» The problem: Working from the listing below, set down every line exactly.

» Material provided:

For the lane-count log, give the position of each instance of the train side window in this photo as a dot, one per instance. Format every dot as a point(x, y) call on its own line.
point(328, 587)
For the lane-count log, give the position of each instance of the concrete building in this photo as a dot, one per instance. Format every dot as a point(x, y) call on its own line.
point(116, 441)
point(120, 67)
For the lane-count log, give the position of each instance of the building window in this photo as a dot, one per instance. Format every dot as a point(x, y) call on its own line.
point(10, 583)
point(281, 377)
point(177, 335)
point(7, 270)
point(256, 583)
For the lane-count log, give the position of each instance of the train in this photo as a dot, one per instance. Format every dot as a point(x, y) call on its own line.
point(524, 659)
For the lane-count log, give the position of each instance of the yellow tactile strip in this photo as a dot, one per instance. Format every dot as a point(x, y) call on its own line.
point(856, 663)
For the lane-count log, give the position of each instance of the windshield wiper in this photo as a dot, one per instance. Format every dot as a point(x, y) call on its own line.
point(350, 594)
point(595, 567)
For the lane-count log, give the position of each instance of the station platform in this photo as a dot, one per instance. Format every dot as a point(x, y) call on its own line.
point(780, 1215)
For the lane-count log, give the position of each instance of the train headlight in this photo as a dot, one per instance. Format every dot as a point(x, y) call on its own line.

» Answer to this task:
For the lane-count log, give the position of each instance of the train side window in this photo as a dot, one per instance. Format every dot as a point(x, y) call on its own line.
point(328, 587)
For the lane-count log, give the position of each instance of the concrete building in this photo as a dot, one per instance. Format every dot as a point(x, y) call on its own line.
point(116, 441)
point(120, 67)
For the lane-count log, give the position of each instance of the building window in this photo as a dot, one per instance. Format every dot as a point(x, y) call on its own line.
point(10, 583)
point(281, 377)
point(177, 335)
point(7, 270)
point(256, 583)
For the lane-count log, give the position of each instance of the train in this photo as a dot, one per instance. Format every dot as a point(x, y) call on its own line.
point(524, 659)
For the lane-count log, give the position of each instance of the yellow tactile strip in this photo as a dot, one per instance. Format every dot as a point(x, y) call on its own line.
point(856, 663)
For the lane-count log, give the position of each instance of the windshield wiper in this photo as a dot, one per instance. Format every dot as a point(x, y) call on its own line.
point(350, 594)
point(595, 567)
For the lane-count log, give the position of each instance of the station platform in this photo as a dot, one per instance. Format every dot as a point(x, y) call on its own line.
point(780, 1215)
For the lane-count log, give the position of each instance of the train headlight in this photo as a dot, one per instance. Format every dot as a point(x, y) call on its own line.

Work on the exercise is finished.